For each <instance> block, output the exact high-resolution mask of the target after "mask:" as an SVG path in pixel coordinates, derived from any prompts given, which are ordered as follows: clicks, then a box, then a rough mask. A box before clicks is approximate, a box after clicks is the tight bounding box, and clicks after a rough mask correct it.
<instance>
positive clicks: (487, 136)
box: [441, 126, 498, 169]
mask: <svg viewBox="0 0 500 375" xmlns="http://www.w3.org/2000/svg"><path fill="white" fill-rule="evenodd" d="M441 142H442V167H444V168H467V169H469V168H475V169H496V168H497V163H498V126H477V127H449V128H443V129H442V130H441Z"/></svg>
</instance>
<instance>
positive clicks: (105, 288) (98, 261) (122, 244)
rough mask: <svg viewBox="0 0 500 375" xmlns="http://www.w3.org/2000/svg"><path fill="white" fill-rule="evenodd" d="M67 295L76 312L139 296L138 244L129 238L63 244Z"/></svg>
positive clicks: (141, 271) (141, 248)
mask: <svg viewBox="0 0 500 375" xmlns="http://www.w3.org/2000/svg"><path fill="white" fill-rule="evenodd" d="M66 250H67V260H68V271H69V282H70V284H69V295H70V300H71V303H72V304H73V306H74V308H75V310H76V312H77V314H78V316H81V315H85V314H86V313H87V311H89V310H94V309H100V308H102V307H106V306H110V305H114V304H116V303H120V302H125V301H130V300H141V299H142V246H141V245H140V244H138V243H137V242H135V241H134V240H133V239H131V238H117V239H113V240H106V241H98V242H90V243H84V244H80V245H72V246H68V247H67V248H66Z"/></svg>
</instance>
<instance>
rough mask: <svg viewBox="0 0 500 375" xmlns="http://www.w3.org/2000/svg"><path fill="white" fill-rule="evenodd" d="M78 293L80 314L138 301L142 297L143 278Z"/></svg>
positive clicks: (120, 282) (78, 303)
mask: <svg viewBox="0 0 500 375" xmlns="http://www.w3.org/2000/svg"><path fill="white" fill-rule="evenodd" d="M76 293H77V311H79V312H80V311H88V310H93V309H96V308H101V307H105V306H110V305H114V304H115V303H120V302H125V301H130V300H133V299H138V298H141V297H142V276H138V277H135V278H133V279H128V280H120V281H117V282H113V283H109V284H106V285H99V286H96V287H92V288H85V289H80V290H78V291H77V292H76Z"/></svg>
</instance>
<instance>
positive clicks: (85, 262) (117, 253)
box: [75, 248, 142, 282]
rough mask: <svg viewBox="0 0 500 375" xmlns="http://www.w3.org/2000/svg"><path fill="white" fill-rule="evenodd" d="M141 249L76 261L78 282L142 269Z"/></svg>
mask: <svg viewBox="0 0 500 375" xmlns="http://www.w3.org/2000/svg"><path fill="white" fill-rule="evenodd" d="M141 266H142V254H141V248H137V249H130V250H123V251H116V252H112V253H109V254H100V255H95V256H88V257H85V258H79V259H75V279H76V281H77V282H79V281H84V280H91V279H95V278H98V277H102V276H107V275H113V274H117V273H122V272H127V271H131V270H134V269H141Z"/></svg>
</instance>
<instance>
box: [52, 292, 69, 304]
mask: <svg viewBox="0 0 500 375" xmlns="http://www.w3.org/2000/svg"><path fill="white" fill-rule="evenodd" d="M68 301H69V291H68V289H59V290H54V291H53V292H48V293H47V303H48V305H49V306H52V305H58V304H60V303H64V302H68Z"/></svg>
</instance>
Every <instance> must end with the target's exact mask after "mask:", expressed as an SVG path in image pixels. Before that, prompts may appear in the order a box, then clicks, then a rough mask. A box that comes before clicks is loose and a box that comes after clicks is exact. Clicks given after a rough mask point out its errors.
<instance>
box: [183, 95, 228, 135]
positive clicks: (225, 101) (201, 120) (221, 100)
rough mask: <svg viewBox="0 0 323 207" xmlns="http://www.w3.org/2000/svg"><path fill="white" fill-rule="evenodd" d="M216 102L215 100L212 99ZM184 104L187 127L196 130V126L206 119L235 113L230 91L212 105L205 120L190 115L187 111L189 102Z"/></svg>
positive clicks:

*What to do*.
Word for word, give the records again.

*Result below*.
For each <instance> block, output the exact high-resolution mask of the target after "mask:" as an SVG path in pixel coordinates, derived from any prompts given, which are ordered as follows: clicks, then a box, then a rough mask. A box before clicks is approximate, a box after clicks is the tight bounding box, and clicks after a rough mask correct it.
<instance>
positive clicks: (487, 136)
box: [441, 126, 498, 169]
mask: <svg viewBox="0 0 500 375" xmlns="http://www.w3.org/2000/svg"><path fill="white" fill-rule="evenodd" d="M441 142H442V167H444V168H467V169H469V168H475V169H496V168H497V163H498V126H477V127H449V128H443V129H442V130H441Z"/></svg>
</instance>
<instance>
positive clicks: (105, 288) (98, 261) (122, 244)
rough mask: <svg viewBox="0 0 500 375" xmlns="http://www.w3.org/2000/svg"><path fill="white" fill-rule="evenodd" d="M67 295L76 312L139 296L138 244L129 238L63 244Z"/></svg>
positive clicks: (141, 271) (141, 248)
mask: <svg viewBox="0 0 500 375" xmlns="http://www.w3.org/2000/svg"><path fill="white" fill-rule="evenodd" d="M66 250H67V260H68V271H69V282H70V284H69V295H70V300H71V303H72V304H73V306H74V308H75V310H76V312H77V314H78V316H81V315H85V314H86V313H87V311H89V310H94V309H100V308H102V307H106V306H110V305H114V304H116V303H120V302H125V301H130V300H141V299H142V246H141V245H140V244H138V243H137V242H135V241H134V240H133V239H131V238H117V239H113V240H106V241H98V242H90V243H84V244H80V245H72V246H68V247H67V248H66Z"/></svg>
</instance>
<instance>
rough mask: <svg viewBox="0 0 500 375" xmlns="http://www.w3.org/2000/svg"><path fill="white" fill-rule="evenodd" d="M78 293L80 314L138 301L142 297L143 278Z"/></svg>
positive clicks: (120, 282) (78, 303)
mask: <svg viewBox="0 0 500 375" xmlns="http://www.w3.org/2000/svg"><path fill="white" fill-rule="evenodd" d="M76 293H77V311H79V312H80V311H88V310H93V309H96V308H101V307H105V306H110V305H114V304H115V303H120V302H125V301H130V300H133V299H138V298H141V297H142V276H138V277H135V278H133V279H128V280H120V281H117V282H113V283H109V284H106V285H99V286H96V287H92V288H85V289H80V290H78V291H77V292H76Z"/></svg>
</instance>
<instance>
positive clicks: (85, 262) (117, 253)
box: [75, 248, 142, 282]
rough mask: <svg viewBox="0 0 500 375" xmlns="http://www.w3.org/2000/svg"><path fill="white" fill-rule="evenodd" d="M141 249L76 261L78 282L142 269Z"/></svg>
mask: <svg viewBox="0 0 500 375" xmlns="http://www.w3.org/2000/svg"><path fill="white" fill-rule="evenodd" d="M141 266H142V254H141V248H137V249H130V250H123V251H116V252H112V253H109V254H100V255H95V256H88V257H85V258H79V259H75V279H76V281H77V282H79V281H84V280H91V279H95V278H98V277H102V276H107V275H113V274H117V273H122V272H127V271H131V270H134V269H141Z"/></svg>
</instance>
<instance>
box: [52, 292, 69, 304]
mask: <svg viewBox="0 0 500 375" xmlns="http://www.w3.org/2000/svg"><path fill="white" fill-rule="evenodd" d="M68 301H69V291H68V289H59V290H54V291H53V292H48V293H47V303H48V305H49V306H52V305H58V304H60V303H64V302H68Z"/></svg>
</instance>
Every <instance> must end with the target's exact mask after "mask:", expressed as an SVG path in image pixels. Before that, prompts may appear in the order a box, then clicks, then a rough mask. A box that comes before clicks is loose and a box that comes after clicks is exact. Clicks given after a rough mask point out its errors.
<instance>
box: [183, 95, 228, 135]
positive clicks: (225, 101) (201, 120) (221, 100)
rough mask: <svg viewBox="0 0 323 207" xmlns="http://www.w3.org/2000/svg"><path fill="white" fill-rule="evenodd" d="M216 102L215 100L212 99ZM184 104L187 127L196 130V126L206 119L235 113L230 91L212 105L205 120L190 115L187 111L189 102Z"/></svg>
positive clicks:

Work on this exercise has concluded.